EXCERPT TO READ

In this regard, historian Fang Chao-ying (方詔英) suggested that Emperor Qianlong found the excessive exposure of the imperial family's internal affairs in 'Dayi Juemi Lu' displeasing and thus banned it.10) Indeed, 'Dayi Juemi Lu' contains relatively detailed sensitive information not mentioned in official documents. A prime example is the controversy surrounding Emperor Yongzheng's succession, which has persisted from his enthronement to the present day. Academic circles are divided between the orthodox theory, which holds that Emperor Yongzheng legitimately succeeded Emperor Kangxi, and the usurpation theory, which claims he usurped the throne.11)
10) Hummel 1943, 749. 11) Dai Yi 2025, 33. Official documents only state that Emperor Kangxi passed away after entrusting the throne to Emperor Yongzheng. However, 'Dayi Juemi Lu' provides detailed accounts of the circumstances surrounding the succession, including the fact that Longkodo (隆科多) concealed Emperor Kangxi's dying wish, preventing Emperor Yongzheng from being present at his deathbed. Why did Longkodo conspire to do this at the time of Emperor Kangxi's death? It raises suspicions about whether the throne was perhaps intended for another prince.12) In fact, 'Dayi Juemi Lu' includes Zeng Jing's claim that Emperor Kangxi left a will stating 'Pass it to the fourteenth son' (傳十四子), which Emperor Yongzheng allegedly forged to read 'Pass it to the fourth son' (傳于四子), and Emperor Yongzheng's refutation.13)
Such content would have been highly burdensome for Emperor Qianlong. Debates surrounding the legitimacy of his father's succession could politically impact the legitimacy of his own succession. This is likely the reason why Emperor Qianlong recalled and banned the book. However, Pamela Kyle Crossley (2012) argues that the book was banned due to a difference in views between Emperor Yongzheng and Emperor Qianlong. Is this argument persuasive?
Although 'Dayi Juemi Lu' (大義覺迷錄) was banned by Emperor Qianlong (乾隆帝), there is no doubt that Emperor Yongzheng (雍正帝) meticulously compiled and distributed it. From this, it is clear that this text is a source for understanding the political reasons behind the Qing emperors' governing plans.

INFORMATION SHOWN
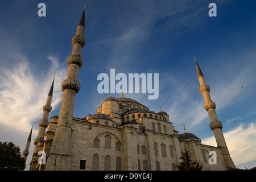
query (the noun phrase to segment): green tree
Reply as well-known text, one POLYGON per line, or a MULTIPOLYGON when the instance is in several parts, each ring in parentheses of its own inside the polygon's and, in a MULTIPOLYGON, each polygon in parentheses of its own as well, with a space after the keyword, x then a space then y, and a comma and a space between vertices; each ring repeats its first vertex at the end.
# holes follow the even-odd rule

SHORT PROBLEM
Reproduce verbatim the section of the excerpt above on the ban of 'Dayi Juemi Lu' that begins with the words containing "Such content would" and ends with "this argument persuasive?".

TASK RESULT
Such content would have been highly burdensome for Emperor Qianlong. Debates surrounding the legitimacy of his father's succession could politically impact the legitimacy of his own succession. This is likely the reason why Emperor Qianlong recalled and banned the book. However, Pamela Kyle Crossley (2012) argues that the book was banned due to a difference in views between Emperor Yongzheng and Emperor Qianlong. Is this argument persuasive?